● **Source document**:
------------------------

Among the signals that affect brain development and function, neuroactive steroids play an important role. We are investigating the mechanisms of action of neuroactive steroids on neurons and glial cells. Our main emphasis is on the effects of ovarian hormones on neural plasticity and neuroprotection.

Our group is interested in studying the effects of estrogens on the brain. Estrogens, in addition to being gonadal hormones, are neuroactive steroids that are synthesized in the brain.

We have approached the studies from two aspects:

1) Neuroprotection: Estrogens have been shown to be neuroprotective in animal models of nervous system diseases, which occur with neuroinflammation and have sexual differences either in incidence, age of onset, symptomatology and treatment response.

Such studies are aimed to characterize the response of glial cells astrocytes and microglia in inflammation models, the sexual differences of that response and the effect of exogenous estrogens in both sexes.

2) Proneural signal triggers during development under physiological conditions and focused on repair in case of injury; in this context we have described a signaling pathway by which estradiol is able to inhibit the Notch receptor signaling pathway and modify the dendritic tree and synaptogenesis of cultured neurons. Under this paradigm we have identified and described the intervention of proteins Ngn3, Formin1 and Kinesin 21B. We are currently studying the role of Kif21B, as a mediator of the increase in the expression of Ngn3 produced by estradiol.

The results obtained in both situations lead us to wonder whether certain diseases of the nervous system should be treated differently in men and women.

------------------------

● **Stored data entries**:
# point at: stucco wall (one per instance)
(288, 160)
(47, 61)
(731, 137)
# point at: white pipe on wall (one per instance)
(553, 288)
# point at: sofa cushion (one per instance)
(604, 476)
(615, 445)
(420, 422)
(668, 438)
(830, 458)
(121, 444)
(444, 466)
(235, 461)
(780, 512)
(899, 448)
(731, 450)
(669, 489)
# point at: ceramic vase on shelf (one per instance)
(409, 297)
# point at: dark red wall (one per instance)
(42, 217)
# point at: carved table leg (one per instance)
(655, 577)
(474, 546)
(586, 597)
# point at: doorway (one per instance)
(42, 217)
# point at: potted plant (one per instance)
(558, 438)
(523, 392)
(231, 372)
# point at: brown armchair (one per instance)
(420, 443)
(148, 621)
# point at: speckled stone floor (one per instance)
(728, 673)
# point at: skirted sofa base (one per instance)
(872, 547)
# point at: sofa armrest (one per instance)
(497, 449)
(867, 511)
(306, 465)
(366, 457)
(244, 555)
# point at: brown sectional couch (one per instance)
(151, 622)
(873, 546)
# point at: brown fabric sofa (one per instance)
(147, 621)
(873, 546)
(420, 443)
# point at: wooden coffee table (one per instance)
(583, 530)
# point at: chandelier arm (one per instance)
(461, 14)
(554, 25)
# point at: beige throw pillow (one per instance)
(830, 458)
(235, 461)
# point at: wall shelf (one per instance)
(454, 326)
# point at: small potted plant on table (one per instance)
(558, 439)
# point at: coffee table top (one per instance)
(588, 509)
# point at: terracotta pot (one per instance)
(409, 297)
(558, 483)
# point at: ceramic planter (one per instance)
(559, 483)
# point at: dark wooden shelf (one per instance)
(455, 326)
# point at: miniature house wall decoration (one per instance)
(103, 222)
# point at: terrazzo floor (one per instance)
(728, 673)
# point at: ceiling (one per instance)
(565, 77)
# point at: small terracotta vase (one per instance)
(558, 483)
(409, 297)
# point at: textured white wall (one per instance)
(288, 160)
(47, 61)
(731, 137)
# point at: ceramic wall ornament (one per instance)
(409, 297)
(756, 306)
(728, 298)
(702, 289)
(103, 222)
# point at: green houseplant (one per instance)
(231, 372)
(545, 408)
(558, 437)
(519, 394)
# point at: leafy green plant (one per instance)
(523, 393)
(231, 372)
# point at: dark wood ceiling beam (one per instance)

------------------------

● **Work task 1**:
Answer these questions using the research summary:
(a) Besides being gonadal hormones, where are estrogens synthesized?
(b) Which receptor signaling pathway is estradiol able to inhibit?
(c) Which protein is the group currently studying as a mediator of the increase in Ngn3 expression produced by estradiol?
● **Work task 2**:
Explain, in one to three sentences, what leads the group in the research summary to wonder whether certain diseases of the nervous system should be treated differently in men and women.
● **Work task 3**:
Transcribe the part of the research summary starting with "We have approached" and going on through "and treatment response.".
The listing has no role in any of this work.

● **Final answer 1**:
(a) In the brain.
(b) The Notch receptor signaling pathway.
(c) Kif21B.

● **Final answer 2**:
The results from both of the group's approaches lead them to ask this question. Those approaches are neuroprotection in inflammation models and proneural signal triggers during development and repair.

● **Final answer 3**:
We have approached the studies from two aspects:

1) Neuroprotection: Estrogens have been shown to be neuroprotective in animal models of nervous system diseases, which occur with neuroinflammation and have sexual differences either in incidence, age of onset, symptomatology and treatment response.